▸ **Text shown**

______

Each Spring and Fall, the Newton Conservators organizes a series of walks to local open space areas. These walks are led by knowlegeable leaders and are open to the public. They normally last for an hour or two. Some events are for bicycle or canoe. These walks are a great way to get to know open space areas in Newton. Below is the current walk schedule.

If you have questions about a walk or are interested in leading such a walk in an area that you know, please contact the walks coordinator.

printable list of all walks


Nahanton Park
Early Morning Migratory Bird Walk

Nahanton Park offers a mix of woodlands, wetlands and meadows along the Charles River, making it a good place to observe a variety of migratory songbirds, as a well as resident species.

Enter park at the Nahanton Street entrance next to the river. Parking is available inside the park. Bring binoculars if you have them. Beginners as well as experienced birders are welcome. The walk is weather dependent. Call if in doubt. Trip Leader is Ted Kuklinski (617-969-6222).


Kennard Park

This is a walk along the trails of the Kennard properties, where a 32 acre post-agricultural forest has grown up on 19 th century farmland that became an early 20th century gentleman’s estate, and finally a Newton park, adjacent to Brookline’s 58-acre Lost Pond. Explore South Meadow brook, the mixed conifer woodland with colonial stonewalls, a red maple swamp with century-old trees, and a wide variety of trees, shrubs, and ferns.

Meet at the main entrance on Dudley Road at 2:00 pm. Trip Leader is Larry Burdick (617-584 4633).


Ferns near Hammond Pond

The Webster and Cohen Conservation areas, together with the DCR reservation, form a large wooded expanse that stretches from the shopping malls of Route 9 almost to Newton Centre. They extend on both sides of Hammond Pond Parkway and are home to at least 20 kinds of ferns and related plants. We will visit the southeast corner near the large Hammond Pond, and try to find about a dozen types of ferns. So late in the season some of them may not be looking their best, but a few are evergreens and will stand out more clearly as the other plants fade in the fall. Wear long plants to protect against poison ivy, but bugs should not be a problem so late.

Meet at the trail entrance from the small parking lot at the southwest corner of Hammond Pond, between General Cinemas and the Hammond Pond Parkway at noon. Trip Leader is Don Lubin (617-254-8464).


Newton Cemetery Tree Walk

The Newton Tree Conservancy is a new conservation organization, a private non-profit dedicated to provide better stewardship for Newton's urban forest and funds for tree plantings. (See articles in our Fall 2008 newsletter.) Its kickoff event is at City Hall, 12 to 5 pm. Part of the event is a guided tree walk through Newton Cemetery, home of large, century-old specimen trees. There will also be tree plantings and children's activities. Find details at the Tree Conservancy website.

______

▸ **To be done**
(A) From the walk schedule, duplicate everything from "Each Spring and" down to "the walks coordinator.".
(B) Check each statement against the walk schedule, answering yes or no and quoting the deciding words: (i) The Kennard Park walk meets at the main entrance on Dudley Road. (ii) For the Nahanton Park bird walk, parking is available only on the street outside the park. (iii) The Hammond Pond fern walk aims to find about twenty types of ferns.
(C) Resume the walk schedule where it stops and keep writing.
The rows that follow have no connection to the walk schedule.

______

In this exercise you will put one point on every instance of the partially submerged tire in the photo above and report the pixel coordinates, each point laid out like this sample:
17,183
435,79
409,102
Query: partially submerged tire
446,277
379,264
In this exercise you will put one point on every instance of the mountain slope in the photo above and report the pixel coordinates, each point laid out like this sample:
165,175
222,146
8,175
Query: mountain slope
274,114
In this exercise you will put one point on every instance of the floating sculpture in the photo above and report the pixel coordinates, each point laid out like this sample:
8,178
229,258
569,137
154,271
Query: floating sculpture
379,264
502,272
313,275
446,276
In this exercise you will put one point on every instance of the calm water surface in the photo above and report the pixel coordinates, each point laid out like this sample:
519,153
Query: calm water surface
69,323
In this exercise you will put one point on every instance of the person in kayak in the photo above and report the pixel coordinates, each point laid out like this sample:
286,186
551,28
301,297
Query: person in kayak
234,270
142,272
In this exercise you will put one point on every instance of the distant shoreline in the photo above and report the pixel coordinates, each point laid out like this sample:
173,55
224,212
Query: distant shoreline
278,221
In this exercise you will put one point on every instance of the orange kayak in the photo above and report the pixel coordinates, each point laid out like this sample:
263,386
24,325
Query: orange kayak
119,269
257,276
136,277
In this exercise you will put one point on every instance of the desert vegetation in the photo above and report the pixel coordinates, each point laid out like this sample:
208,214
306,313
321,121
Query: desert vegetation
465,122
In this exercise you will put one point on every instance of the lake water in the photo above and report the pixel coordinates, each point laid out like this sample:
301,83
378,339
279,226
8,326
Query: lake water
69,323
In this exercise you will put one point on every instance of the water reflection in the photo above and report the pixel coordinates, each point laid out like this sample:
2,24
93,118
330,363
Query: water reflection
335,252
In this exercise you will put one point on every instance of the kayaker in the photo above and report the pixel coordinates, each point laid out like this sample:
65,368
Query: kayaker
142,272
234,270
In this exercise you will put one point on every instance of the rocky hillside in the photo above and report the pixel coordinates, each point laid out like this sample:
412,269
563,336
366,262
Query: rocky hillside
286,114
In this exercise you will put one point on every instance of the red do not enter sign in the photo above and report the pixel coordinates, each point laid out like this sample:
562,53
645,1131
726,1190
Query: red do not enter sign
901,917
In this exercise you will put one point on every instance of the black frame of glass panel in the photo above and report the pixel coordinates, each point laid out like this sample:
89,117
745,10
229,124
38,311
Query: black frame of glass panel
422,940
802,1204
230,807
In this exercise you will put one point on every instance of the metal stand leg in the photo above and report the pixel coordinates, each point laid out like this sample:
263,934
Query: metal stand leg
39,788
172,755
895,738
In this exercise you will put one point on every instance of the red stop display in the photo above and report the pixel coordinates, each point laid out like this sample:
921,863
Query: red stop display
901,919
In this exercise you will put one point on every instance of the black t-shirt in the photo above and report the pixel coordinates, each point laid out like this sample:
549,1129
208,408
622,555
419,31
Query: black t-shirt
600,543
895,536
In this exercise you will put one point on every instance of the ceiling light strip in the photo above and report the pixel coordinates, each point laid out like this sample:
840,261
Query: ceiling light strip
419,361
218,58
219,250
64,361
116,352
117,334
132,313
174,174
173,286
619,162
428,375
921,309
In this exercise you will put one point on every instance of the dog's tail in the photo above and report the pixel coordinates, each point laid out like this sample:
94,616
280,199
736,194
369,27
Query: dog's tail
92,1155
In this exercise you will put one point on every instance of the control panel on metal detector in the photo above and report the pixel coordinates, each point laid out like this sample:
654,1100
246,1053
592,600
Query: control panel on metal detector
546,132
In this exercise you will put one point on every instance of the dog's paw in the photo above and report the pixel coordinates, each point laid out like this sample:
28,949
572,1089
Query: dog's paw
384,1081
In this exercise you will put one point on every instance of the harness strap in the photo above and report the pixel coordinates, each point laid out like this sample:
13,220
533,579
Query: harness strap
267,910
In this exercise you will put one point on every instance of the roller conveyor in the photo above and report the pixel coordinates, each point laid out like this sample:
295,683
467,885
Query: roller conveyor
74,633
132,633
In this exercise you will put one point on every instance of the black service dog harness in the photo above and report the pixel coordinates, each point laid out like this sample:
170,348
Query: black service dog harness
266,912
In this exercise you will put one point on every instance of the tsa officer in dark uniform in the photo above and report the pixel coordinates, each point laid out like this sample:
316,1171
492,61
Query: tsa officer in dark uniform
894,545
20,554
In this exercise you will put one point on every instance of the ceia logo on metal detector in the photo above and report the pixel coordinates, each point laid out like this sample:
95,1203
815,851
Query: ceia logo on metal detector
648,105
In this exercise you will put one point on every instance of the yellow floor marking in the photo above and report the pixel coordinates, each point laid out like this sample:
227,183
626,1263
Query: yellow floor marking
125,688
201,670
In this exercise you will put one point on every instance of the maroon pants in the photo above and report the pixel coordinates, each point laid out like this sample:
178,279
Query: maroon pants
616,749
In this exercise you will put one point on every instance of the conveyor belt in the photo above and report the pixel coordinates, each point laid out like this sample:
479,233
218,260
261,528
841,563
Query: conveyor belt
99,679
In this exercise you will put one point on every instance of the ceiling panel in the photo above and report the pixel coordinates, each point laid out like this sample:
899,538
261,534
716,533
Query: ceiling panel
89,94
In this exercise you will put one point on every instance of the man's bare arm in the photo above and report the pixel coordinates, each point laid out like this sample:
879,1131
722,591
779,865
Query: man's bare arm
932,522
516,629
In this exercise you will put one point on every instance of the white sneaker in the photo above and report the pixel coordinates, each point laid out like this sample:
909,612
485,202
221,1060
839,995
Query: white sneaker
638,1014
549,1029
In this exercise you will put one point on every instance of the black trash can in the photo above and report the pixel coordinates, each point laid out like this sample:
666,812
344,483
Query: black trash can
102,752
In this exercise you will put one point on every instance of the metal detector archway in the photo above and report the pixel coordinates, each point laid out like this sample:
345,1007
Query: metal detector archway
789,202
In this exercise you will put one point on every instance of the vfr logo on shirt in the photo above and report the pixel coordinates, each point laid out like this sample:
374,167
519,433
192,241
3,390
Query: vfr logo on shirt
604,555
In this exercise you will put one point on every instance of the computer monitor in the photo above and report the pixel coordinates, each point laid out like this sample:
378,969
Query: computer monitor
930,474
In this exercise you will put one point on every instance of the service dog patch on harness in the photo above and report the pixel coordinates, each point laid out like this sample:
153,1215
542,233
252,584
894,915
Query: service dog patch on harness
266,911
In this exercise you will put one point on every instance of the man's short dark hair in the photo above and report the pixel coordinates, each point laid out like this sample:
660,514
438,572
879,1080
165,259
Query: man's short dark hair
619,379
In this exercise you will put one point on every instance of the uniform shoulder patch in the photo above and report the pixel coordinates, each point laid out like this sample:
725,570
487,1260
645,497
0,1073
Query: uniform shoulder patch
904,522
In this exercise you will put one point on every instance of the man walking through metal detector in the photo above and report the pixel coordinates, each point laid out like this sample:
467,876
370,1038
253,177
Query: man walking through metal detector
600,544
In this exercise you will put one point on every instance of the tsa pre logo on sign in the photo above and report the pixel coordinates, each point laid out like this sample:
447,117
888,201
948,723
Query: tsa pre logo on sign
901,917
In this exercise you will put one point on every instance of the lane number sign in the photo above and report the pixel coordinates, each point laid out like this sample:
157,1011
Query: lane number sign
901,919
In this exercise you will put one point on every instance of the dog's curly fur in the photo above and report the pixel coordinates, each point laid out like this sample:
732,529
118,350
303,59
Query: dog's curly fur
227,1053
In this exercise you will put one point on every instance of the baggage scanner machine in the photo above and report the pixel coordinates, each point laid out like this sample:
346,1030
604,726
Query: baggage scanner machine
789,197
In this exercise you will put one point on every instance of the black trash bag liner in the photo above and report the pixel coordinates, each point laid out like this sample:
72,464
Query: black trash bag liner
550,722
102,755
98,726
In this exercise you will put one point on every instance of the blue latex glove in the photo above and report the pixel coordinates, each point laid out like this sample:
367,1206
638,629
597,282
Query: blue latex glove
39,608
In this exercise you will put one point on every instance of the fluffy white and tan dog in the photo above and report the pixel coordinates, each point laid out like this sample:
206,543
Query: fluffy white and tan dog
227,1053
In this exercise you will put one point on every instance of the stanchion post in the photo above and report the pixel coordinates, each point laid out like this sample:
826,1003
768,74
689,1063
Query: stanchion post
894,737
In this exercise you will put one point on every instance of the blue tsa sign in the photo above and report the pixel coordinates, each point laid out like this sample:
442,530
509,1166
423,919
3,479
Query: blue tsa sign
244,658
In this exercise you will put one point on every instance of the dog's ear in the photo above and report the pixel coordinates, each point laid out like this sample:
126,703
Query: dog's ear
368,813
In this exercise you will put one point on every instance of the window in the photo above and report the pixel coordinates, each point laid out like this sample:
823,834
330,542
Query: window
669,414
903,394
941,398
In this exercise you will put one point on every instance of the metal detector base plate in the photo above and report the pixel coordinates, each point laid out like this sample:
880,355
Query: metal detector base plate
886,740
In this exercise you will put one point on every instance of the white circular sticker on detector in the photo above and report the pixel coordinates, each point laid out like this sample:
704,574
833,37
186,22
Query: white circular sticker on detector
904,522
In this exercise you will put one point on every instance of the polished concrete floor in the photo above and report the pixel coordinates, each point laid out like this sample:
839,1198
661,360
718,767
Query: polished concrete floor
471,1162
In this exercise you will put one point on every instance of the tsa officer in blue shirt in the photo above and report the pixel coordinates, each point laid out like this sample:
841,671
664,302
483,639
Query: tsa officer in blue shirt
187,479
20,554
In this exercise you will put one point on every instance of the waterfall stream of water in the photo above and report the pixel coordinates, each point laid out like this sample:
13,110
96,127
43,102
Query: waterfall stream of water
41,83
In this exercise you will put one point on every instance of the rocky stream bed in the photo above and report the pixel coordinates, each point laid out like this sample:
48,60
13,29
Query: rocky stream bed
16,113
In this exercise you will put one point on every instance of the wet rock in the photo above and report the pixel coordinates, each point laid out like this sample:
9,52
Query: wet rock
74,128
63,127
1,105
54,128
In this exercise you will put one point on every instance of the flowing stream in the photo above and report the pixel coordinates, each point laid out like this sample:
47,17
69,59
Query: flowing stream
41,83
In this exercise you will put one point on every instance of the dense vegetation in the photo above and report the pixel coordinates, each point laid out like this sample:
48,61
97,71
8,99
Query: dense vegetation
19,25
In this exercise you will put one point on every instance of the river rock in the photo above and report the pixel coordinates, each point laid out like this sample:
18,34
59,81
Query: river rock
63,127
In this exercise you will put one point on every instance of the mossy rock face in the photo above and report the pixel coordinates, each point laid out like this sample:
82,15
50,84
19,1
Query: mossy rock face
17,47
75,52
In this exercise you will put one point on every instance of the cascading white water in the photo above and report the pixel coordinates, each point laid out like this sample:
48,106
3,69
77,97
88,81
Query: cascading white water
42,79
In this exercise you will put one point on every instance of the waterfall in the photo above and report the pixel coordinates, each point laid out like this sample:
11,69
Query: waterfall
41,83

______

▸ **Final results**
(A)
Each Spring and Fall, the Newton Conservators organizes a series of walks to local open space areas. These walks are led by knowlegeable leaders and are open to the public. They normally last for an hour or two. Some events are for bicycle or canoe. These walks are a great way to get to know open space areas in Newton. Below is the current walk schedule.

If you have questions about a walk or are interested in leading such a walk in an area that you know, please contact the walks coordinator.

(B)
(i) Yes: "Meet at the main entrance on Dudley Road at 2:00 pm."
(ii) No: "Parking is available inside the park."
(iii) No: "try to find about a dozen types of ferns."

(C)
Oakdale Woods

The Oakdale Woods are typical of the many small open space parcels in the southern part of the city that were developed after World War Two. This small space has been used by neighborhood children (including the tour guide), for winter sledding, acorn fights and informal camping for many generations and was left undeveloped due to its geological features, including a substantial deposit of Roxbury Puddingstone and glacial boulders, as well as a steep cliff running the length of the woods. Old maps going back to at least 1917 show a paper street continuing Oakdale Road through the woods, but for a combination of factors, the road was never built, and the land never developed.

While walking through the woods, using old maps, Peter Kastner will talk about the development of the surrounding area and the specific geological formations that made the woods hard to develop and now make a wonderful, small conservation area.

Meet at Oakdale Woods’ entrance (near old bottling shed) at the eastern end of Oakdale Road at 2:00 pm. Parking is available at the entrance. Trip leader is Peter Kastner (617-244-6094).


Newton Aqueducts Hike

This is a popular 4-6 mile hike through woods, meadows and fields along the Newton sections of the Sudbury and Cochituate aqueducts. Parts of the paths traverse close to backyards, so hikers do need to be respectful of private property. This is a steady, but not fast, hike. Participants should be in sufficiently good shape to keep up with the group. (There are cutoffs for those who wish to shorten the hike).

Meet in front of the Starbucks coffee shop near the Waban MBTA station at 2:00 pm. Trip leader is Henry Finch (617-964-4488).


Cutler/Millennium Park Hike

Starting at Cutler Park, we will explore Cutler Park and Millennium Park and will complete the tour by way of the Helen Heyn Riverway. These areas have been improved for recreation over the last several years and now provide a wide variety of trails, river landings and playing fields. This approximately 5.5 mile hike will be steady but not fast, and participants should be in sufficiently good shape to keep up with the group. Hiking boots or heavy all weather shoes are recommended.

Meet at the Cutler Park entrance, a quarter mile south of the Charles River Bridge on Kendrick Street in Needham, at 2:00 pm. Trip leader is Henry Finch (617-964-4488).


More listings of upcoming local walks and programs:

Appalachian Mountain Club

Mass Audubon Society

Mass Department of Conservation and Recreation

Organization for the Assabet River

Sudbury Valley Trustees

Trustees of Reservations

Walden Woods Project

Wellesley Conservation Council bird walks

Weston Forest and Trail Association




Weather: When in doubt check with the group leader.

Upcoming trips: Sign up for our email newsletter to be informed when the next walk schedule is posted. The newsletter also will tell you about other Newton conservation news.

Prior walks:

Fall 2003
Spring 2004
Fall 2004
Spring 2005
Fall 2005
Spring 2006
Fall 2006
Spring 2007
Fall 2007
Spring 2008
Fall 2008 (complete list)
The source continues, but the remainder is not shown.